_YOUR OBJECTIVE_
Return the listing below exactly, with the pictures dropped.

_ _ _

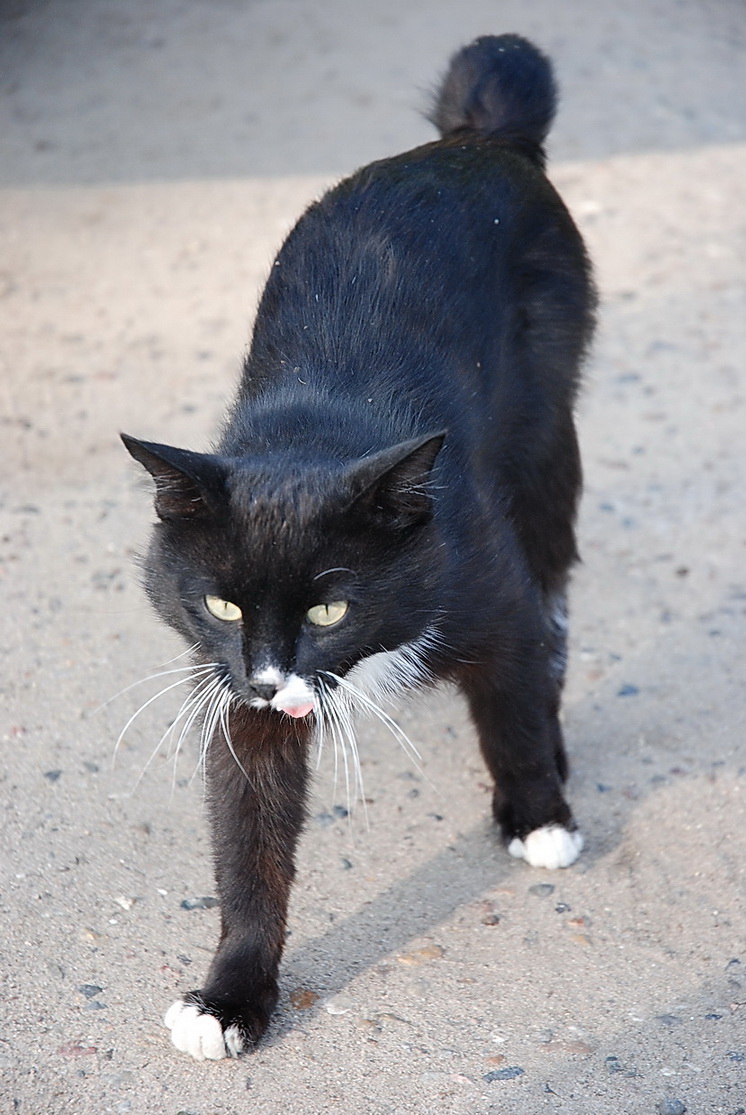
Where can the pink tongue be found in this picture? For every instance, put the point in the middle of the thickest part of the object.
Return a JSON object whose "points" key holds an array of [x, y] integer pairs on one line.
{"points": [[299, 710]]}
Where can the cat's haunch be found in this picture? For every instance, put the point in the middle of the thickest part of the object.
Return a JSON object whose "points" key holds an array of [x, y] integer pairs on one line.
{"points": [[390, 503]]}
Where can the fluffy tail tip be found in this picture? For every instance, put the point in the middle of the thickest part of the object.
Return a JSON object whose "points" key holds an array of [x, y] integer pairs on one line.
{"points": [[500, 85]]}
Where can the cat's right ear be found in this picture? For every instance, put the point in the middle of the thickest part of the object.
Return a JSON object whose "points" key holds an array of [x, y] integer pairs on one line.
{"points": [[187, 485]]}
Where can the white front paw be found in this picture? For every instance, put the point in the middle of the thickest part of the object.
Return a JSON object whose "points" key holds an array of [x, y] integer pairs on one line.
{"points": [[549, 846], [200, 1034]]}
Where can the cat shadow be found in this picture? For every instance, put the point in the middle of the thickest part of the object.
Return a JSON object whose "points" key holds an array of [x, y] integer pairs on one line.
{"points": [[412, 907]]}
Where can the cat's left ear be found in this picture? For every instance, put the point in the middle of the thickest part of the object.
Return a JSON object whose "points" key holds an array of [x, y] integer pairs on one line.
{"points": [[391, 485], [187, 485]]}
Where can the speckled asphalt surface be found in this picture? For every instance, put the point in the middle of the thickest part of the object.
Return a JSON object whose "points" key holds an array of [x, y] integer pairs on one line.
{"points": [[153, 156]]}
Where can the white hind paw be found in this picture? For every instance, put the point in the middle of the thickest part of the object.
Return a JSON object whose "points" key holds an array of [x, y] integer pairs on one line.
{"points": [[201, 1034], [549, 846]]}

_ _ _

_TASK SOLUTION_
Where can the pink tongue be found in this picture? For every instance, put the point in the middle of the thickest part of the object.
Return a JSON object whose "points" key holds an array of [x, y] integer pairs on one line.
{"points": [[299, 710]]}
Where can the cat's haunch be found in this picture? For every instance, put the point in the middle of the thickest part of the object.
Return a JSON object whose "points" key holds an array of [x, y] integer pairs on one line.
{"points": [[390, 503]]}
Where can the fluffy tail tip be found in this picture? For every instance, put the point in the middle of the thickest part of the object.
Return a JSON object whose "points" key holds an array of [x, y] integer pairs on one line.
{"points": [[500, 85]]}
Where can the cat's right ear be found in this picture? For every instance, put the point in the middle of the thickest part of the object.
Return a JSON object whose "points" key holds an array of [x, y] integer pairs on one line.
{"points": [[187, 485]]}
Where can the white front paw be found in this picture? For every instance, put the point in the middle of the thickest part of the object.
Return a JSON object whose "points" key holds an array of [x, y] integer pairs on one line.
{"points": [[549, 846], [200, 1034]]}
Where can the cat shadow be found in this picture? For every instance, put the point in the middle of the thickest part of the object.
Return a JSON object whose "points" key holds an array of [x, y] integer pairs on one line.
{"points": [[412, 907]]}
Where can the cat's left ear be found in this picture? For every instance, put the point in the middle of the thickest part of the object.
Return a JSON object whose "points" key holds an array of [x, y] integer pairs on one line.
{"points": [[391, 485], [187, 485]]}
Where can the speckled asphalt surface be found in this picture? For every instance, put the point in the middle of the thickest part of the object.
Return a JSON object whose "points" key holds an array of [x, y] integer pairs on one line.
{"points": [[153, 156]]}
Where can the white hind paw be found in this picture? For every instance, put the point in the middle of the thickest part of the object.
Return a JSON object whose "points" key holds an array of [x, y] integer pairs on one line.
{"points": [[201, 1034], [549, 846]]}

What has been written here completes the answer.